=== Supplied records ===

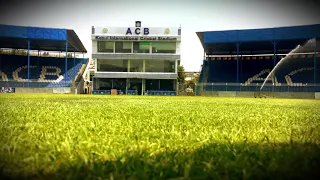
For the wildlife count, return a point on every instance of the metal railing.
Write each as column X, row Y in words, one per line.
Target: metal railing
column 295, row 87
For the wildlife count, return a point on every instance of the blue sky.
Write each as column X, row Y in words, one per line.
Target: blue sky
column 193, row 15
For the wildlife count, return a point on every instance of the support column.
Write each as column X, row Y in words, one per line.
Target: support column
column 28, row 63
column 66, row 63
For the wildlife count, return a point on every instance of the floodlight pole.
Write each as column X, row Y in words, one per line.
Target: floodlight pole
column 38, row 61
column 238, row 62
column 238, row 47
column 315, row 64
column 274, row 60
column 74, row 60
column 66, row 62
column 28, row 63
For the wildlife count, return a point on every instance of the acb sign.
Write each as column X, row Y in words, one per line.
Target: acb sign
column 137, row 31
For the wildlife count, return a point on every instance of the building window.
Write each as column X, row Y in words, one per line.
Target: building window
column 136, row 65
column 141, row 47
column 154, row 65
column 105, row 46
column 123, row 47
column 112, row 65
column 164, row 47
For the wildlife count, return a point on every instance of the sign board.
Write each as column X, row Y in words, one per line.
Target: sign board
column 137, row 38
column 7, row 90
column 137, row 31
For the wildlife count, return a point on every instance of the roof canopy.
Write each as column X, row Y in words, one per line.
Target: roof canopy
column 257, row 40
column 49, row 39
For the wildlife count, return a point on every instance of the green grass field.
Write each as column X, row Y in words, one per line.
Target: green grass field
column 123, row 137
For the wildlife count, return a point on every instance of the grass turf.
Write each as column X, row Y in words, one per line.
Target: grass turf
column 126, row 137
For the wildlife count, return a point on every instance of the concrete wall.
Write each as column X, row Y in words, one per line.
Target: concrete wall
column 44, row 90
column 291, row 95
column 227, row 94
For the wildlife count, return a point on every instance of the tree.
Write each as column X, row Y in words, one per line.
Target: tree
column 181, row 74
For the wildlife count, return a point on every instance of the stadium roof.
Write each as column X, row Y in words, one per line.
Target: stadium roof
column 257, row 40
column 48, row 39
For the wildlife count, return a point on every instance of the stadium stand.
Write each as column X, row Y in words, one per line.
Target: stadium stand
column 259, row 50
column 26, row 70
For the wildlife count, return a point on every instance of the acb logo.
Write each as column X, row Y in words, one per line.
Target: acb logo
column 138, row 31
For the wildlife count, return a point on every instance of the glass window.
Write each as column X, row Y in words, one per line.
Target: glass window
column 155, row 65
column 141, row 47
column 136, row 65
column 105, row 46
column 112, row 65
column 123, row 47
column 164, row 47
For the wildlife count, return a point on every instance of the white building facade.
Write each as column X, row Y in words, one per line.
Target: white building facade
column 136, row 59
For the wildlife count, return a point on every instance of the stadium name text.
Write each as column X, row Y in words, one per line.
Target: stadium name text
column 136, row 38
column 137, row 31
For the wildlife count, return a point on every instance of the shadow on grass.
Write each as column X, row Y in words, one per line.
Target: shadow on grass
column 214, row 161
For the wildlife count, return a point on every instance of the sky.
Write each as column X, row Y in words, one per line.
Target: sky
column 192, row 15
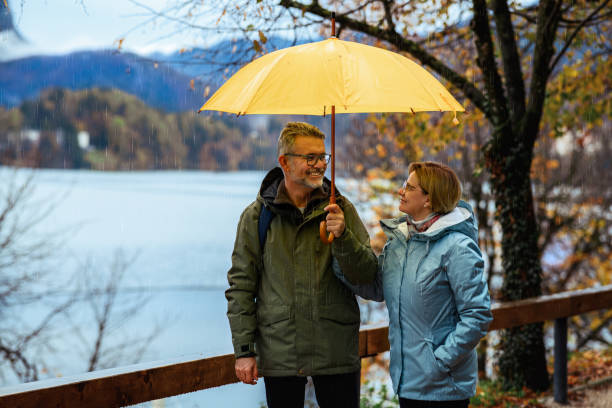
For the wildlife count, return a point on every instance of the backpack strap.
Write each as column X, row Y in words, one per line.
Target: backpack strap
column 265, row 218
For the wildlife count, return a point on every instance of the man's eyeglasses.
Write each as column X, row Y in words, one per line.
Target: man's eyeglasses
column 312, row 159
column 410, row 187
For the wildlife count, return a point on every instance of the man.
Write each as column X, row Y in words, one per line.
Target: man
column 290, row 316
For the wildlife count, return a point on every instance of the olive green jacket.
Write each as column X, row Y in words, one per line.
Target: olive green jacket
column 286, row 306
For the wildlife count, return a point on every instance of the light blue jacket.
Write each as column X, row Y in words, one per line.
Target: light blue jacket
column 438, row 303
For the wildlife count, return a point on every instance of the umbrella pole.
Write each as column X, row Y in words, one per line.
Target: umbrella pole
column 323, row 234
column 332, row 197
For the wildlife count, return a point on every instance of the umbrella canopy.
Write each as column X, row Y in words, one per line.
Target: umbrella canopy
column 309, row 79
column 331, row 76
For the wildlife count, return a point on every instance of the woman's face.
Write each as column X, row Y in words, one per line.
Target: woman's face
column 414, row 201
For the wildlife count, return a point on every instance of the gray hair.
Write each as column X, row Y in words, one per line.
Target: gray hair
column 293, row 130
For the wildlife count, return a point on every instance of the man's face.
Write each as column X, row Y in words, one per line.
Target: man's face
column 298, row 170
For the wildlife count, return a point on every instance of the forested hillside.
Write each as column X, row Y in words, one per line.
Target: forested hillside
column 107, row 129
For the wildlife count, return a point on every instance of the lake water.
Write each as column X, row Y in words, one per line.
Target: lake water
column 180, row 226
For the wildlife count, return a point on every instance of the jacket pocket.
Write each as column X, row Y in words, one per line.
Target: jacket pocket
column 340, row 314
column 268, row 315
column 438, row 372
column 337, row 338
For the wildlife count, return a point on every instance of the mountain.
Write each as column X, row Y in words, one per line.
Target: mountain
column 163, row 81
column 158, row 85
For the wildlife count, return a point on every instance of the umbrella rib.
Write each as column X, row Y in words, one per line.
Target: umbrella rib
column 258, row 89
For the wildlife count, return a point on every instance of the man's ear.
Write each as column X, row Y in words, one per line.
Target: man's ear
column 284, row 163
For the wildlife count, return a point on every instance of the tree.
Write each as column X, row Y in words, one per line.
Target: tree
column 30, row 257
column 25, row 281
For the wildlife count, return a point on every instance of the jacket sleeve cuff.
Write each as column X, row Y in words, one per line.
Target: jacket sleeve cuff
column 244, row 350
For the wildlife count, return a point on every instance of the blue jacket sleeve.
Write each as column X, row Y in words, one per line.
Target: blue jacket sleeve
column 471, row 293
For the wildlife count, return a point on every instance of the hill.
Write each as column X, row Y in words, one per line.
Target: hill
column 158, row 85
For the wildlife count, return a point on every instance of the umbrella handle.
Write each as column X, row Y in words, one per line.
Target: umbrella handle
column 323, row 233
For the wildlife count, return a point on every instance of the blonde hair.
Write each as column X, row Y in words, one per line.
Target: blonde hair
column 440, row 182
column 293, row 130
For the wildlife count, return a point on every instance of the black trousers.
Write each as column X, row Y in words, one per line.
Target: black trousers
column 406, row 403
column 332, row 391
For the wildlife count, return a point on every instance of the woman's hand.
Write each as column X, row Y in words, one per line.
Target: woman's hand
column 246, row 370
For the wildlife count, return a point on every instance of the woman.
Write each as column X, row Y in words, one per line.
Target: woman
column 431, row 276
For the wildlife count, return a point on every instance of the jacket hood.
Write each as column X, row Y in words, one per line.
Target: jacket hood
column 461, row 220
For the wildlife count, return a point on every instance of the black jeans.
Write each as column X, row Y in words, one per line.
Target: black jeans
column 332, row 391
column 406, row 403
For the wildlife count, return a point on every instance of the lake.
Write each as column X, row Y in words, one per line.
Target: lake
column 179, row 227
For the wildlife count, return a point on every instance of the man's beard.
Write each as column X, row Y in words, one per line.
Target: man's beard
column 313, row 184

===

_Short problem_.
Rewrite the whole listing with every "wildlife count" changed to "site survey" and nothing else altered. Leave the pictures out.

_Output below_.
For the site survey, return a point on every instance of the metal railing.
Write each as column X, row Y in words, one per line.
Target: metal railing
column 295, row 87
For the site survey, return a point on every instance of the blue sky.
Write each as column X, row Y in words, one per line.
Target: blue sky
column 193, row 15
For the site survey, return a point on every instance of the support column.
Write each as column X, row Y in words, one per line.
Target: support column
column 28, row 63
column 66, row 63
For the site survey, return a point on every instance of the floodlight pole.
Write each as column X, row Y in words, one per line.
Target: floodlight pole
column 38, row 61
column 238, row 62
column 238, row 47
column 315, row 64
column 274, row 60
column 74, row 60
column 66, row 62
column 28, row 63
For the site survey, return a point on every instance of the acb sign.
Write each as column X, row Y in words, one per line.
Target: acb sign
column 137, row 31
For the site survey, return a point on every instance of the building window.
Write each as column X, row Y in words, one per line.
Target: building window
column 136, row 65
column 141, row 47
column 154, row 65
column 105, row 46
column 123, row 47
column 112, row 65
column 164, row 47
For the site survey, return a point on every instance of the sign board.
Write each as column X, row Y in words, one per line.
Target: sign board
column 137, row 38
column 7, row 90
column 137, row 31
For the site survey, return a point on every instance of the roof canopy.
Write each as column X, row Y in words, one per line.
Target: roof canopy
column 257, row 40
column 49, row 39
For the site survey, return a point on every instance of the green grass field.
Write each as column X, row Y in words, one per line.
Target: green grass field
column 123, row 137
For the site survey, return a point on every instance of the grass turf.
Write each as column X, row Y in words, one per line.
Target: grass turf
column 126, row 137
For the site survey, return a point on every instance of the concrete wall.
Write each as column X, row Y in words, one per line.
Target: concrete wall
column 44, row 90
column 291, row 95
column 227, row 94
For the site survey, return a point on every instance of the tree.
Write each as column X, row Y in words, one per line.
Target: tree
column 181, row 74
For the site survey, return a point on every instance of the stadium roof.
Write each as column X, row Y in words, one per line.
Target: stadium roof
column 257, row 40
column 48, row 39
For the site survey, return a point on every instance of the stadium stand.
Write each as column X, row Y in words, one per line.
Target: stadium stand
column 259, row 50
column 26, row 70
For the site survey, return a point on every instance of the acb logo.
Write each as column X, row Y in words, one per line.
Target: acb logo
column 138, row 31
For the site survey, return a point on every instance of the glass window.
Write each as column X, row Y in words, one per line.
Target: glass window
column 155, row 65
column 141, row 47
column 136, row 65
column 105, row 46
column 112, row 65
column 123, row 47
column 164, row 47
For the site survey, return a point on every instance of the white building facade.
Write each as column X, row Y in words, one per line.
Target: white building facade
column 136, row 59
For the site survey, return a point on every instance of the stadium name text.
Write each as column X, row Y in words, one per line.
Target: stadium name text
column 136, row 38
column 137, row 31
For the site survey, return a point on every instance of the shadow on grass.
Write each as column X, row Y in words, one per line.
Target: shadow on grass
column 214, row 161
For the site survey, return a point on every instance of the sky.
Write each as column X, row Y in words, one per line.
Target: sky
column 192, row 15
For the site survey, return a point on every instance of the backpack strap.
Write each as column X, row Y in words, one per line.
Target: backpack strap
column 265, row 218
For the site survey, return a point on every instance of the man's eyeglasses.
Write each as column X, row Y in words, one per line.
Target: man's eyeglasses
column 312, row 159
column 410, row 187
For the site survey, return a point on every instance of the man.
Write each as column X, row Y in words, one per line.
Target: man
column 290, row 316
For the site survey, return a point on every instance of the olive green jacket.
Write each as column X, row Y in words, one per line.
Target: olive green jacket
column 286, row 306
For the site survey, return a point on every instance of the light blue jacket.
Write each as column X, row Y in words, one per line.
Target: light blue jacket
column 438, row 303
For the site survey, return a point on every instance of the umbrella pole.
Write each as column X, row Y in words, one per line.
Target: umbrella pole
column 323, row 234
column 332, row 197
For the site survey, return a point on every instance of the umbrella canopy.
Write each as column X, row Y in words, one per line.
Target: umbrella canopy
column 309, row 79
column 331, row 76
For the site survey, return a point on every instance of the woman's face.
Write each as column X, row Y in words, one per line.
Target: woman's face
column 414, row 201
For the site survey, return a point on every instance of the gray hair.
Write each as column X, row Y in words, one per line.
Target: gray hair
column 293, row 130
For the site survey, return a point on every instance of the man's face.
Write each as column X, row Y in words, one per line.
Target: man's face
column 298, row 170
For the site survey, return a point on every instance of the forested hillside.
Write each as column X, row Y in words, one per line.
Target: forested hillside
column 107, row 129
For the site survey, return a point on every instance of the lake water.
Write each as column X, row Y in words, one per line.
Target: lake water
column 180, row 226
For the site survey, return a point on every instance of the jacket pocket.
Write each as column X, row Y in words, one per line.
Target: jacket pocket
column 340, row 314
column 268, row 315
column 438, row 372
column 337, row 338
For the site survey, return a point on every instance of the mountain.
Write each as column X, row Y in words, one per line.
Target: mountain
column 163, row 81
column 158, row 85
For the site survey, return a point on every instance of the umbrella rib.
Write each as column X, row Y in words, one per line.
Target: umbrella rib
column 258, row 89
For the site survey, return a point on every instance of the man's ear.
Write each as column X, row Y in words, one per line.
Target: man's ear
column 284, row 163
For the site survey, return a point on every instance of the tree.
Write each as column X, row Y in words, one per line.
Target: tree
column 30, row 257
column 25, row 281
For the site survey, return a point on every instance of the jacket sleeve cuff.
Write each as column X, row Y in words, one per line.
Target: jacket sleeve cuff
column 244, row 350
For the site survey, return a point on every instance of the blue jacket sleeve.
Write each as column X, row Y in words, one per line.
Target: blue jacket sleeve
column 471, row 293
For the site survey, return a point on every instance of the hill.
Write each as column X, row Y in words, one per line.
Target: hill
column 158, row 85
For the site survey, return a point on every instance of the umbrella handle.
Write each as column X, row Y in words, one per line.
Target: umbrella handle
column 323, row 233
For the site survey, return a point on every instance of the blonde hair.
Write each as column X, row Y in words, one per line.
Target: blonde hair
column 440, row 182
column 293, row 130
For the site survey, return a point on every instance of the black trousers.
Write each as column X, row Y in words, one per line.
Target: black trousers
column 406, row 403
column 332, row 391
For the site survey, return a point on every instance of the woman's hand.
Write each as column X, row Y in words, one per line.
Target: woman's hand
column 246, row 370
For the site survey, return a point on every instance of the woman.
Write each as column X, row Y in words, one per line.
Target: woman
column 431, row 276
For the site survey, return a point on every instance of the jacket hood.
Write each as column X, row Y in words, one per line.
Target: jacket hood
column 461, row 220
For the site survey, return a point on every instance of the black jeans.
Write each as column X, row Y in words, one per line.
Target: black jeans
column 332, row 391
column 406, row 403
For the site survey, return a point on every instance of the lake.
Write each as column X, row Y in words, one per line.
Target: lake
column 179, row 227
For the site survey, return a point on every instance of the man's beard.
Write each as column X, row Y in words, one per line.
Target: man's beard
column 313, row 184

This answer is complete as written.